Image location labeling entries
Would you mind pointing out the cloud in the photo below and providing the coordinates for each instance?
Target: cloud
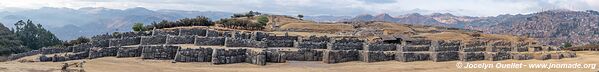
(378, 1)
(323, 7)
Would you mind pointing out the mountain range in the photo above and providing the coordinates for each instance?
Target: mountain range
(553, 27)
(68, 23)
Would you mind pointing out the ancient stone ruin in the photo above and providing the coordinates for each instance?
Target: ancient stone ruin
(261, 48)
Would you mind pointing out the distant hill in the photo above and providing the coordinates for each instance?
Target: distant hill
(551, 27)
(437, 19)
(69, 23)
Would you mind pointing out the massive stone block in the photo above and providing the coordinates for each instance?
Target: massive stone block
(338, 56)
(125, 41)
(210, 41)
(472, 56)
(474, 46)
(315, 39)
(376, 56)
(412, 56)
(24, 54)
(159, 52)
(280, 41)
(82, 47)
(445, 45)
(228, 56)
(311, 45)
(101, 43)
(258, 35)
(97, 52)
(233, 42)
(129, 52)
(522, 56)
(414, 48)
(194, 55)
(180, 39)
(213, 33)
(381, 47)
(275, 56)
(192, 31)
(346, 44)
(256, 57)
(52, 50)
(153, 40)
(165, 32)
(495, 56)
(541, 56)
(77, 56)
(304, 55)
(445, 56)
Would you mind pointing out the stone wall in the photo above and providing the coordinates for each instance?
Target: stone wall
(153, 40)
(499, 50)
(98, 52)
(192, 32)
(165, 32)
(445, 50)
(228, 56)
(82, 47)
(24, 54)
(233, 42)
(338, 56)
(376, 56)
(129, 52)
(275, 56)
(159, 52)
(473, 50)
(125, 41)
(210, 41)
(180, 39)
(280, 41)
(380, 47)
(312, 42)
(54, 58)
(346, 44)
(101, 43)
(77, 56)
(213, 33)
(258, 35)
(256, 57)
(311, 45)
(304, 55)
(52, 50)
(194, 55)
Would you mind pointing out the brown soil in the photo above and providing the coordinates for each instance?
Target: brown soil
(112, 64)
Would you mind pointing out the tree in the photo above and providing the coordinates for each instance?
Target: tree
(138, 27)
(35, 36)
(77, 41)
(262, 20)
(567, 45)
(9, 42)
(300, 16)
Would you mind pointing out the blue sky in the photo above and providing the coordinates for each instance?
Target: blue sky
(322, 7)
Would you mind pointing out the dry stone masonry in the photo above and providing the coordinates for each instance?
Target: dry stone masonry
(259, 48)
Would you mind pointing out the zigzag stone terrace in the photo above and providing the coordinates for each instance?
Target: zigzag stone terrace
(260, 48)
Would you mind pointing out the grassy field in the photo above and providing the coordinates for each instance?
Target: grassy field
(112, 64)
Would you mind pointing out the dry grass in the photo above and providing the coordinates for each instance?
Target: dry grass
(312, 27)
(112, 64)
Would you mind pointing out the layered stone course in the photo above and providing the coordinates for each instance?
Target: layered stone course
(159, 52)
(194, 55)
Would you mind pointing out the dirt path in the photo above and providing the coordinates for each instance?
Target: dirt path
(112, 64)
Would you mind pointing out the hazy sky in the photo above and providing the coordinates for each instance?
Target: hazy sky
(322, 7)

WHAT TO WORK ON:
Rewrite the listing above, swapping every "photo" for "image" and changing nothing else. Leave the pictures out.

FULL SOLUTION:
Would you mind pointing out the cloud in the image below and providing the coordinates for each instance?
Target: cloud
(378, 1)
(323, 7)
Would you mind pointing out the mountain range in the image above and providing the coordinates for each instance?
Target: mountain range
(553, 27)
(68, 23)
Would you mind pointing out the ancient stone ruin in the image above and providing the coordinates for each instance?
Target: ancient stone ruin
(261, 48)
Would you mind pointing out the distant hill in the image above and providing the coordinates for each instance?
Target: distant hill
(551, 27)
(437, 19)
(69, 23)
Would you mind pointing out the massive stone block in the image above and providing the coordinates for each instance?
Target: massive stone block
(338, 56)
(125, 41)
(210, 41)
(472, 56)
(474, 46)
(315, 39)
(376, 56)
(412, 56)
(24, 54)
(159, 52)
(280, 41)
(82, 47)
(445, 45)
(228, 56)
(311, 45)
(101, 43)
(258, 35)
(97, 52)
(233, 42)
(129, 52)
(522, 56)
(414, 48)
(194, 55)
(180, 39)
(213, 33)
(381, 47)
(275, 56)
(192, 31)
(346, 44)
(256, 57)
(52, 50)
(153, 40)
(165, 32)
(495, 56)
(541, 56)
(77, 56)
(304, 55)
(445, 56)
Would you mind pointing out the stone wall in the image above and providing the coordinates for each instance?
Target: stone wall
(153, 40)
(499, 50)
(98, 52)
(192, 32)
(165, 32)
(445, 50)
(228, 56)
(82, 47)
(24, 54)
(233, 42)
(338, 56)
(376, 56)
(129, 52)
(275, 56)
(159, 52)
(473, 50)
(125, 41)
(210, 41)
(180, 39)
(280, 41)
(380, 47)
(312, 42)
(54, 58)
(346, 44)
(101, 43)
(77, 56)
(213, 33)
(258, 35)
(256, 57)
(311, 45)
(304, 55)
(52, 50)
(194, 55)
Would you mind pointing out the brown soil in the image above and providing the coordinates for each instance?
Target: brown soil
(112, 64)
Would you mind pointing out the tree in the image above and providing the coordinates for each instance?
Target: tree
(138, 27)
(35, 36)
(77, 41)
(262, 20)
(567, 45)
(9, 42)
(300, 16)
Would you mind pointing out the blue sky in the image above and providing the coordinates for each instance?
Target: blue sky
(322, 7)
Would you mind pointing out the dry stone masonry in the image above and providing the coordinates for each instance?
Target: dry stone masonry
(259, 48)
Would you mind pointing out the zigzag stone terrace in the image above and providing the coordinates for each instance?
Target: zigzag stone terrace
(260, 48)
Would you mind pointing out the grassy field in the image above and providing the coordinates for each instance?
Target: grassy field
(112, 64)
Would you mind pointing out the dry grass in the image above and providing the coordinates for each instance?
Target: dry grass
(312, 27)
(112, 64)
Would you mind pointing out the layered stone course in the image above and providing the coordinates for each instance?
Target: layered stone course
(159, 52)
(194, 55)
Would you mind pointing out the dirt path in the image above and providing the coordinates for each instance?
Target: dirt path
(112, 64)
Would you mind pointing out the hazy sky in the image above and providing the coordinates for each instance?
Target: hazy sky
(322, 7)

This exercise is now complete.